**Problem requirements:**
Consider the records below. How many of their lines include the word "object"? State the number and nothing else.
--
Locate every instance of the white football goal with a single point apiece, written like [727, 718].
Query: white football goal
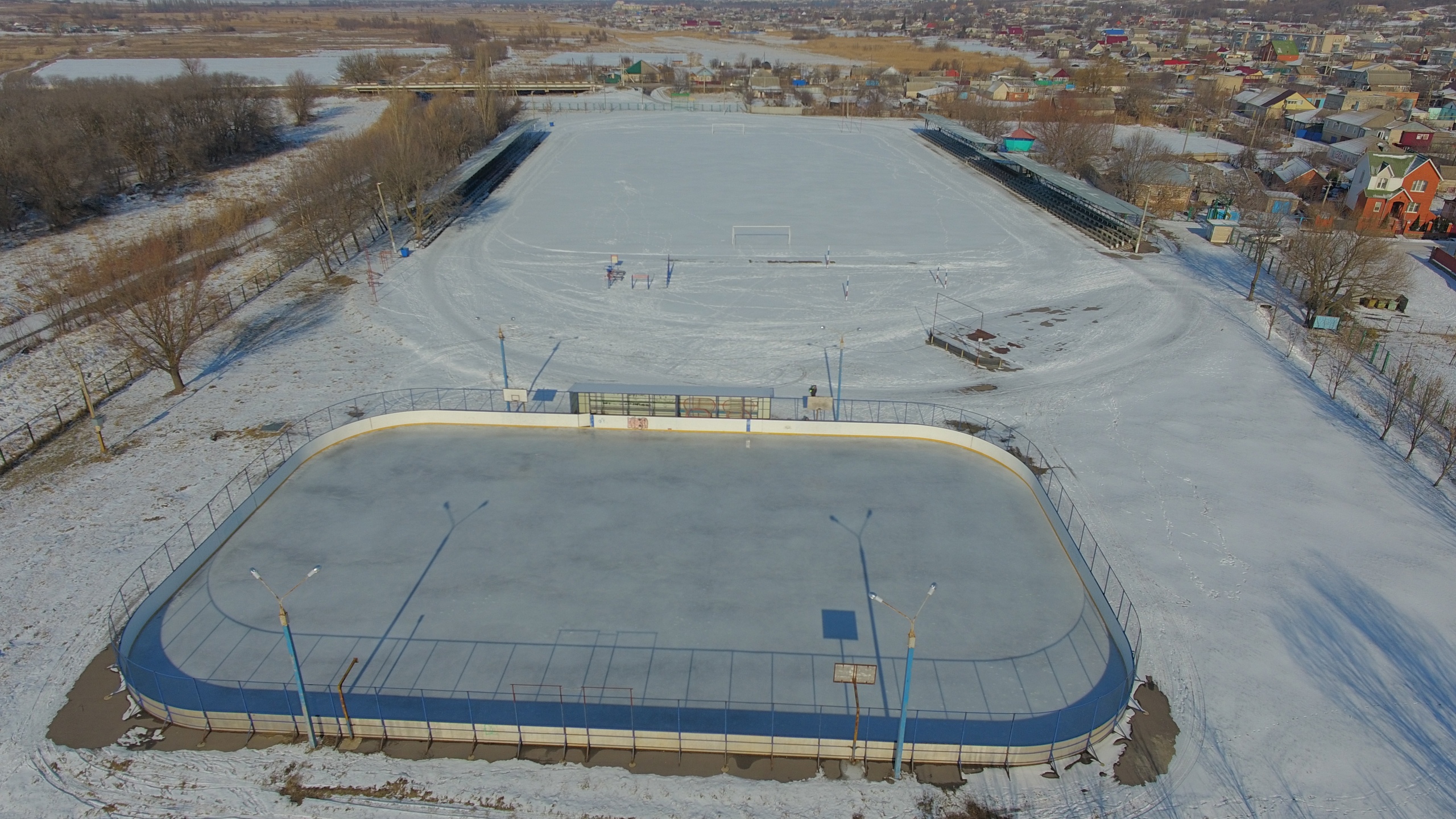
[779, 231]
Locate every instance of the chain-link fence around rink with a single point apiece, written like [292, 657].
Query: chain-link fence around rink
[549, 714]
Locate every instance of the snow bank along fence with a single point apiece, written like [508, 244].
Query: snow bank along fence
[610, 717]
[1100, 214]
[64, 411]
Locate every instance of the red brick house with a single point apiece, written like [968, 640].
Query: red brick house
[1392, 191]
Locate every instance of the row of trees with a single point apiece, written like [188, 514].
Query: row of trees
[1416, 400]
[412, 146]
[155, 293]
[1329, 273]
[64, 151]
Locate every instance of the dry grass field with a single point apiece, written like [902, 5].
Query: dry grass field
[250, 31]
[900, 53]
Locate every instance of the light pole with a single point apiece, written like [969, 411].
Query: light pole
[506, 375]
[287, 637]
[905, 698]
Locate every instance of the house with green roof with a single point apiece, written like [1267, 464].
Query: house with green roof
[1392, 191]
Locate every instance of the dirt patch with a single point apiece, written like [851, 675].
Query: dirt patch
[1152, 741]
[967, 808]
[1028, 461]
[399, 789]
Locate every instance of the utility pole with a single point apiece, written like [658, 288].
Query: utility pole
[1138, 245]
[91, 408]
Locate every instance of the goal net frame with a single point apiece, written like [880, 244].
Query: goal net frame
[787, 231]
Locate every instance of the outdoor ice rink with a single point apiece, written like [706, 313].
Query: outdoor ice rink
[679, 566]
[1288, 566]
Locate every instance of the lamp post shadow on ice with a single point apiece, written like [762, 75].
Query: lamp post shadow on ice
[293, 653]
[905, 700]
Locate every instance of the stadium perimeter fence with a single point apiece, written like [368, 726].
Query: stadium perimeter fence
[615, 717]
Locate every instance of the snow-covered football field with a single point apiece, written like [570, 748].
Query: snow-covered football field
[1292, 573]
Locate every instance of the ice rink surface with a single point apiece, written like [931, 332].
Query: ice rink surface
[680, 566]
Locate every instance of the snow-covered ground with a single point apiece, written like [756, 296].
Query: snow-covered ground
[1292, 573]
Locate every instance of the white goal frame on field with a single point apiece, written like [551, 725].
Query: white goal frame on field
[762, 231]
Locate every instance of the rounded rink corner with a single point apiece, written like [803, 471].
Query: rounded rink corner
[520, 573]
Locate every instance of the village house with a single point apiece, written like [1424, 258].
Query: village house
[1277, 102]
[1392, 191]
[1355, 125]
[1296, 177]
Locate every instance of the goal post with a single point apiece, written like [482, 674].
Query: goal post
[763, 231]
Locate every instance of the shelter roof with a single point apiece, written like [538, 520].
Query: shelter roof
[675, 390]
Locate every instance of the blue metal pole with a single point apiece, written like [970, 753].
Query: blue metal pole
[839, 381]
[905, 707]
[297, 677]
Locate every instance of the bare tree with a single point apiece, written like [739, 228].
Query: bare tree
[1140, 164]
[1072, 143]
[159, 322]
[359, 69]
[1447, 426]
[1426, 404]
[300, 94]
[1318, 344]
[1340, 267]
[981, 117]
[1347, 349]
[1401, 382]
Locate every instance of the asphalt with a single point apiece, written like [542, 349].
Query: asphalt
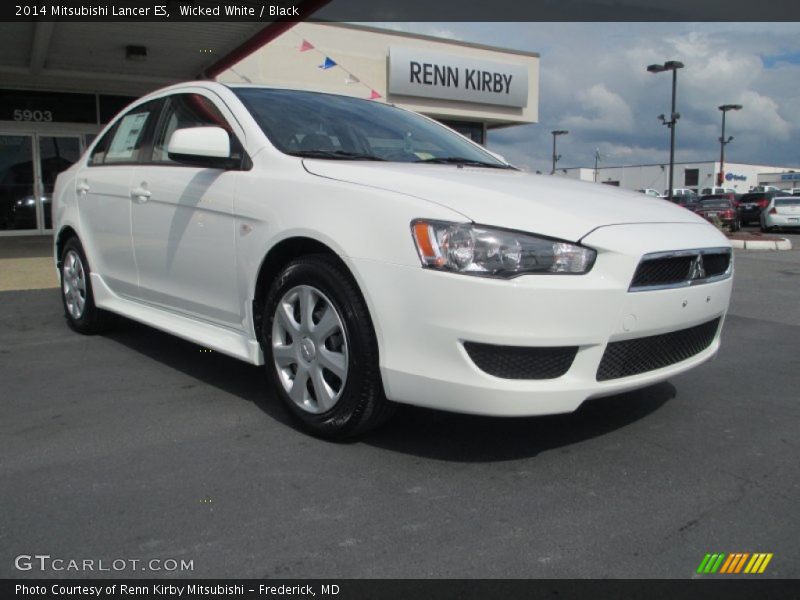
[138, 445]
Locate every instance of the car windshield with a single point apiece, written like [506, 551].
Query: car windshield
[326, 126]
[715, 204]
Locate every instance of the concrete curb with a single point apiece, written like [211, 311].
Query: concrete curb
[776, 244]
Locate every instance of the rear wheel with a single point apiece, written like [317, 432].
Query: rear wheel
[320, 349]
[76, 291]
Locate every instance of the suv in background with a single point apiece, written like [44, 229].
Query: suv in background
[683, 196]
[714, 190]
[751, 205]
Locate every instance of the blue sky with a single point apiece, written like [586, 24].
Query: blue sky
[594, 83]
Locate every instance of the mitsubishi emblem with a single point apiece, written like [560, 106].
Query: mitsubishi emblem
[698, 271]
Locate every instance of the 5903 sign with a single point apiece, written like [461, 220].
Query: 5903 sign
[39, 116]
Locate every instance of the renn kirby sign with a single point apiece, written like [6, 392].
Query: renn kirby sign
[414, 72]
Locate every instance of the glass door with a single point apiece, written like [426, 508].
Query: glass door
[18, 206]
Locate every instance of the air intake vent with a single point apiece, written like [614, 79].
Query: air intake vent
[639, 355]
[682, 268]
[522, 362]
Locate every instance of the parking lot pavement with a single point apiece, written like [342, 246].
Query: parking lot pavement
[138, 445]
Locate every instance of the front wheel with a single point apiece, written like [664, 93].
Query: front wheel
[76, 291]
[321, 351]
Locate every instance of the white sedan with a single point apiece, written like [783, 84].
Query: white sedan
[367, 255]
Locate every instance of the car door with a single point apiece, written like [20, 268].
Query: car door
[183, 223]
[104, 200]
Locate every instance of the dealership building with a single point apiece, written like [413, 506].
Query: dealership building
[61, 82]
[740, 177]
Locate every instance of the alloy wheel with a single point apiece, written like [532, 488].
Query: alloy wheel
[74, 284]
[309, 349]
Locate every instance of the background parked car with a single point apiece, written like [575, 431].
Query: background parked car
[684, 197]
[722, 209]
[751, 205]
[716, 190]
[781, 212]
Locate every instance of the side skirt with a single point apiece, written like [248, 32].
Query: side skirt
[224, 340]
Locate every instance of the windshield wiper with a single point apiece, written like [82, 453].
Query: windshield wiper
[335, 154]
[458, 160]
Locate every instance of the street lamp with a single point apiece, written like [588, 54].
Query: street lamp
[723, 141]
[671, 65]
[556, 157]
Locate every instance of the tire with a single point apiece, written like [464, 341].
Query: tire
[77, 296]
[340, 394]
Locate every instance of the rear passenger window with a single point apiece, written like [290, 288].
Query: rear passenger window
[99, 151]
[186, 110]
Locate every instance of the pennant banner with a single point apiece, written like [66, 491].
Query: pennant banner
[328, 63]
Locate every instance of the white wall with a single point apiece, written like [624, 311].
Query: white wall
[364, 52]
[740, 177]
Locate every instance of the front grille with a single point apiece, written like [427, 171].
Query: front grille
[522, 362]
[663, 271]
[631, 357]
[716, 264]
[681, 268]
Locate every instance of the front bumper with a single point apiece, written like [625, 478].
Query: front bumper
[422, 319]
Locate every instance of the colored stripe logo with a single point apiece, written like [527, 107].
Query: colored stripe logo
[734, 563]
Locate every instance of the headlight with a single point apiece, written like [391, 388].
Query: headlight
[477, 250]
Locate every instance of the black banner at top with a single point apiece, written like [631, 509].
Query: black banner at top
[402, 10]
[401, 589]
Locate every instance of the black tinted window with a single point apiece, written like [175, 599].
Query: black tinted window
[129, 135]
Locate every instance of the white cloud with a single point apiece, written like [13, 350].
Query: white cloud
[594, 82]
[603, 111]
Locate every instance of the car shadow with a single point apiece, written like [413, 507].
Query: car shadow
[413, 430]
[469, 438]
[217, 370]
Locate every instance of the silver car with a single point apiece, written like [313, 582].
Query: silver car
[782, 212]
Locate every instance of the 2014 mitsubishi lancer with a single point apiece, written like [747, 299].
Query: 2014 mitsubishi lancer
[367, 255]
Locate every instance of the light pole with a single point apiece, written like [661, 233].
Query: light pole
[671, 65]
[724, 142]
[556, 157]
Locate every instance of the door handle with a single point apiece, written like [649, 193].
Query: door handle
[141, 193]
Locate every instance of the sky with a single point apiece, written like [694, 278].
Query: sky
[594, 83]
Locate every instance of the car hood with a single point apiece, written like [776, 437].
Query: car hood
[542, 204]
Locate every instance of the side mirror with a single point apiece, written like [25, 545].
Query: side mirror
[201, 147]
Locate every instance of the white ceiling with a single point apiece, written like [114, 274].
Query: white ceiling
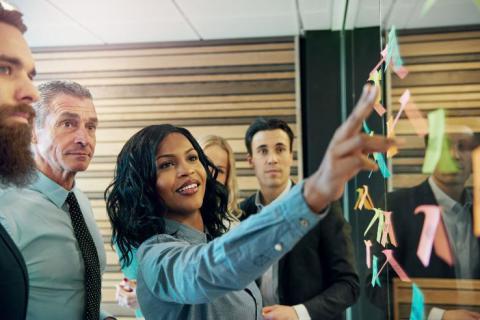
[97, 22]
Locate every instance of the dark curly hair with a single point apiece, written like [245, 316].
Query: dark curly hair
[136, 210]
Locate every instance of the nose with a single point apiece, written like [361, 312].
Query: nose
[184, 169]
[272, 158]
[26, 91]
[81, 136]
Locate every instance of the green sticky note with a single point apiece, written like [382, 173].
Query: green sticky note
[438, 152]
[375, 280]
[418, 304]
[427, 6]
[436, 129]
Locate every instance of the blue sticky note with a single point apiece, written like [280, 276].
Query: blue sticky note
[418, 304]
[382, 164]
[375, 280]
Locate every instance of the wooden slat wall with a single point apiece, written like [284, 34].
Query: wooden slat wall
[216, 87]
[444, 73]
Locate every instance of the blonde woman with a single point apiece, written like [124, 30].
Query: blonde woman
[221, 154]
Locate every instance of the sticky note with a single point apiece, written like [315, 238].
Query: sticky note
[403, 102]
[388, 235]
[418, 304]
[415, 117]
[426, 6]
[476, 191]
[441, 244]
[375, 272]
[381, 220]
[395, 265]
[382, 164]
[393, 150]
[368, 254]
[364, 200]
[438, 152]
[425, 245]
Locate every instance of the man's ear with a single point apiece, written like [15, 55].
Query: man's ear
[249, 159]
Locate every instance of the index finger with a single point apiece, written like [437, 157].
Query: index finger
[362, 110]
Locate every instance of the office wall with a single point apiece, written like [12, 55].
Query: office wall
[215, 87]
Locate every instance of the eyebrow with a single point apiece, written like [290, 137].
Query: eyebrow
[172, 155]
[18, 63]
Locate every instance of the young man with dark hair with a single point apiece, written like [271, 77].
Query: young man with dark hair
[17, 92]
[317, 278]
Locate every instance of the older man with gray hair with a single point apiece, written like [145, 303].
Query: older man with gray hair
[51, 220]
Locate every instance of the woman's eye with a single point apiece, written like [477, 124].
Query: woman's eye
[5, 70]
[165, 165]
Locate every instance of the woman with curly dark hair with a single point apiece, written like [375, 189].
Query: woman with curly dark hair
[165, 201]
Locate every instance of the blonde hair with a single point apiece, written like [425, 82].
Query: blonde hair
[231, 183]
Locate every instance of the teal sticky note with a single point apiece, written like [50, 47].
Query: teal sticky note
[438, 150]
[418, 304]
[382, 165]
[375, 280]
[366, 128]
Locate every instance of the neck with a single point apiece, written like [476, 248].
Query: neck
[453, 191]
[269, 194]
[193, 220]
[63, 178]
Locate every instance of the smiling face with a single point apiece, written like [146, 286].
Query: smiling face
[271, 158]
[219, 157]
[65, 144]
[181, 177]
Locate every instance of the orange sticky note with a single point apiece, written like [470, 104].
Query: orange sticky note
[393, 150]
[364, 199]
[476, 191]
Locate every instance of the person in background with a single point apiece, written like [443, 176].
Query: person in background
[317, 278]
[17, 167]
[164, 200]
[450, 192]
[220, 153]
[51, 220]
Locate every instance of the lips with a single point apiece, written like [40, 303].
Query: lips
[189, 187]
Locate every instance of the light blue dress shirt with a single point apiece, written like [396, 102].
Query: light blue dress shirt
[38, 221]
[181, 276]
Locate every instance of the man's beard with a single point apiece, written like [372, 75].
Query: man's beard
[17, 166]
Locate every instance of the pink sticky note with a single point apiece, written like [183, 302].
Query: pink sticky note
[388, 231]
[432, 217]
[441, 244]
[401, 72]
[379, 109]
[403, 102]
[418, 121]
[368, 245]
[395, 265]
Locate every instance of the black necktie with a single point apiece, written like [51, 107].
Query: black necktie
[90, 259]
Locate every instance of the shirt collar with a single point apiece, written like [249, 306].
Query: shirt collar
[184, 232]
[54, 192]
[258, 196]
[444, 200]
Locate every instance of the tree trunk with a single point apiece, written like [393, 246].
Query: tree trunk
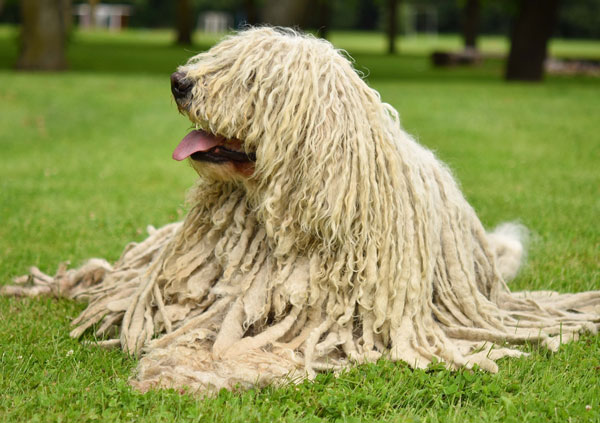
[323, 9]
[43, 35]
[392, 28]
[470, 24]
[285, 12]
[251, 13]
[183, 16]
[529, 42]
[93, 4]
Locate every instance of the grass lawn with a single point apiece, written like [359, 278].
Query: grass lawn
[85, 166]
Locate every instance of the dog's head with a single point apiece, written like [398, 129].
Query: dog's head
[288, 116]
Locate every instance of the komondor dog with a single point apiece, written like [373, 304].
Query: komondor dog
[319, 235]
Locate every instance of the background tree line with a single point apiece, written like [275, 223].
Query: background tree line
[576, 19]
[45, 24]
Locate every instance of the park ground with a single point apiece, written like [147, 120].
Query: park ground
[85, 166]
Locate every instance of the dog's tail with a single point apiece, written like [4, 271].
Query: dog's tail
[509, 242]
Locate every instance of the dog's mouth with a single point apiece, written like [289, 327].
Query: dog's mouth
[203, 146]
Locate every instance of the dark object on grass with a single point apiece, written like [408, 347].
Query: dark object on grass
--
**Solved problem:**
2